- PASSAGE GIVEN -
Catsimatidis flirted with entering the 2009 mayoral race, going so far as to hire staffers and set up an exploratory committee. But he never jumped in, and Michael Bloomberg went on to narrowly defeat city comptroller Bill Thompson. (Bloomberg is term-limited and cannot run again.) Late last year, Catsimatidis started a campaign account for the 2013 race and talked publicly of exploring options, sparking speculation that he would again flash some leg before ultimately retreating.

But Catsimatidis now insists he’s all in. “I’m running,” he declares. His potential competitors in the GOP primary include Metropolitan Transportation Authority chairman Joe Lhota, Bronx Borough President (and ex-Democrat) Adolfo Carrion Jr., and newspaper publisher Tom Allon, who switched from Democratic to Republican for this election. Should he win the Republican contest, Catsimatidis could face Democrats City Council Speaker Christine Quinn, city comptroller John Liu, or New York public advocate Bill de Blasio in the November general election.

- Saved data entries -
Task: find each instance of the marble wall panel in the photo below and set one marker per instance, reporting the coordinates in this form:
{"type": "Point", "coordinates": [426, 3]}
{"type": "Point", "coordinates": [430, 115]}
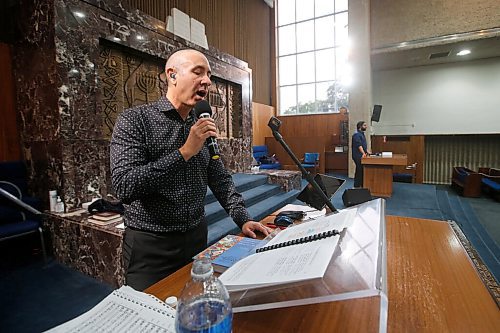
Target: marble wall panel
{"type": "Point", "coordinates": [92, 249]}
{"type": "Point", "coordinates": [60, 98]}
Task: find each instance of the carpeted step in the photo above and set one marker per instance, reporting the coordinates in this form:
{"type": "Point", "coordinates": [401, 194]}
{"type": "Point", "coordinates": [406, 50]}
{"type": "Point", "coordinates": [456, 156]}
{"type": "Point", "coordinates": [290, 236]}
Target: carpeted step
{"type": "Point", "coordinates": [491, 252]}
{"type": "Point", "coordinates": [476, 234]}
{"type": "Point", "coordinates": [444, 205]}
{"type": "Point", "coordinates": [258, 211]}
{"type": "Point", "coordinates": [243, 182]}
{"type": "Point", "coordinates": [214, 211]}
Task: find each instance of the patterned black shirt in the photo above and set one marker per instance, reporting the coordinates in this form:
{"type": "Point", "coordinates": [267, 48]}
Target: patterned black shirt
{"type": "Point", "coordinates": [160, 190]}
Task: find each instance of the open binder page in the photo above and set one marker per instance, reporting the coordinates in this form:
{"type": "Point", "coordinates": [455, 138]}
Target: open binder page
{"type": "Point", "coordinates": [284, 265]}
{"type": "Point", "coordinates": [355, 269]}
{"type": "Point", "coordinates": [291, 263]}
{"type": "Point", "coordinates": [124, 310]}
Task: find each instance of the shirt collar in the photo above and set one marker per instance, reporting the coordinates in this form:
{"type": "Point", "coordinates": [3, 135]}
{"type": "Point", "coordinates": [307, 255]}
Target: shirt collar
{"type": "Point", "coordinates": [164, 105]}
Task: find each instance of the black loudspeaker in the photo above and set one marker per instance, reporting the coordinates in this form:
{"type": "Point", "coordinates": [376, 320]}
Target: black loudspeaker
{"type": "Point", "coordinates": [355, 196]}
{"type": "Point", "coordinates": [344, 132]}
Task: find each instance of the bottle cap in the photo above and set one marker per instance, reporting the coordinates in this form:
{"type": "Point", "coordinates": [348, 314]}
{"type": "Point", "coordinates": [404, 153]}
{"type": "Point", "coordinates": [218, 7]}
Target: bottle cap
{"type": "Point", "coordinates": [202, 268]}
{"type": "Point", "coordinates": [171, 301]}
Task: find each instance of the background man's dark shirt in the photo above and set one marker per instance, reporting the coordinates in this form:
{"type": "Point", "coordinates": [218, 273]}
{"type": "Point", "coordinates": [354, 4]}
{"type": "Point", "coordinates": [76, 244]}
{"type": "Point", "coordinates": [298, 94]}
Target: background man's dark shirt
{"type": "Point", "coordinates": [160, 190]}
{"type": "Point", "coordinates": [358, 139]}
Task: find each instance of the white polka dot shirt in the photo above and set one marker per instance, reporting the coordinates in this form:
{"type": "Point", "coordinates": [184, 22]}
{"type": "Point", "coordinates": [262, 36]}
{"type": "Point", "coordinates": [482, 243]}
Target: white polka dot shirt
{"type": "Point", "coordinates": [162, 192]}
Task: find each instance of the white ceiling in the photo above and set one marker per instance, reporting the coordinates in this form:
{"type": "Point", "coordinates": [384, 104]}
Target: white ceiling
{"type": "Point", "coordinates": [394, 57]}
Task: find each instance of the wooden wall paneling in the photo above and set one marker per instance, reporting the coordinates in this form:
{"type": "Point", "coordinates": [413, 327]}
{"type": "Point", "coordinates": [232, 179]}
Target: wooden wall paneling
{"type": "Point", "coordinates": [238, 27]}
{"type": "Point", "coordinates": [299, 146]}
{"type": "Point", "coordinates": [312, 125]}
{"type": "Point", "coordinates": [10, 146]}
{"type": "Point", "coordinates": [412, 146]}
{"type": "Point", "coordinates": [260, 117]}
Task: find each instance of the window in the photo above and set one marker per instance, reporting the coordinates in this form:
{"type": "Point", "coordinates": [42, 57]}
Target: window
{"type": "Point", "coordinates": [312, 56]}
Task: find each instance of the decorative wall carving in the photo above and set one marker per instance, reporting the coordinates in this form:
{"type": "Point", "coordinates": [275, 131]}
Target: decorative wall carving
{"type": "Point", "coordinates": [72, 85]}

- INSTRUCTIONS -
- A) Quote the records word for word, everything from the line containing "Task: find each instance of the white polka" down to the last line of the records.
- B) Continue the passage about Catsimatidis's run for New York mayor, picking up after its last sentence.
The passage and the records have nothing to do with each other.

- OUTPUTS IN ORDER -
- A)
Task: find each instance of the white polka dot shirt in the photo above and set one marker per instance, reporting the coordinates in this form:
{"type": "Point", "coordinates": [184, 22]}
{"type": "Point", "coordinates": [262, 36]}
{"type": "Point", "coordinates": [482, 243]}
Target: white polka dot shirt
{"type": "Point", "coordinates": [162, 192]}
Task: find each instance of the white ceiling in the photo above and set one marker per instance, reporting the coordinates in this form:
{"type": "Point", "coordinates": [384, 104]}
Target: white ceiling
{"type": "Point", "coordinates": [394, 57]}
Task: find each instance of the wooden wall paneling in the photo above and set one marker per instance, reporting the coordinates in this form:
{"type": "Point", "coordinates": [413, 327]}
{"type": "Point", "coordinates": [232, 179]}
Target: wooden wall paneling
{"type": "Point", "coordinates": [238, 27]}
{"type": "Point", "coordinates": [299, 146]}
{"type": "Point", "coordinates": [312, 125]}
{"type": "Point", "coordinates": [10, 146]}
{"type": "Point", "coordinates": [412, 146]}
{"type": "Point", "coordinates": [260, 117]}
Task: find each instance of the window in the photo above and set one marker per instance, reporting the coordinates in this form:
{"type": "Point", "coordinates": [42, 57]}
Target: window
{"type": "Point", "coordinates": [312, 56]}
Task: find each instance of the decorative wall carving in the photo above and set one marker per instance, reporting the coordinates in this form:
{"type": "Point", "coordinates": [275, 131]}
Target: decorative wall carving
{"type": "Point", "coordinates": [72, 85]}

- B)
Catsimatidis, like Allon, used to identify as a Democrat. In the 1990s, he raised huge anounts of money for President Bill Clinton’s reelection campaign. But he jumped to the Republican Party in 2007 because, he explained at the time, doing so gave him clearer path to the general election, with several prominent Democrats rumored to be running. Since then, Catsimatidis has stuck with the GOP and blasted Barack Obama as an inexperienced, ineffective, anti-business president. In December, he drew a comparison between singling out wealthy Americans for tax increases and the Holocaust. “We can’t punish any one group and chase them away,” he asserted on a local teelvision show. “We—I mean, Hitler punished the Jews. We can’t have punishing the 2-percent group right now.” (He subsequently backed away from the Hitler analogy, adding, “I think the rich should pay more in taxes, I agree with that 100 percent, but everybody should feel the pain a little bit.”)

Catsimatidis, not surprisingly, backed Mitt Romney in 2012, raising millions in campaign cash in the New York area for the Romney-Ryan ticket. (He still attends fundraisers for Democrats, he says.)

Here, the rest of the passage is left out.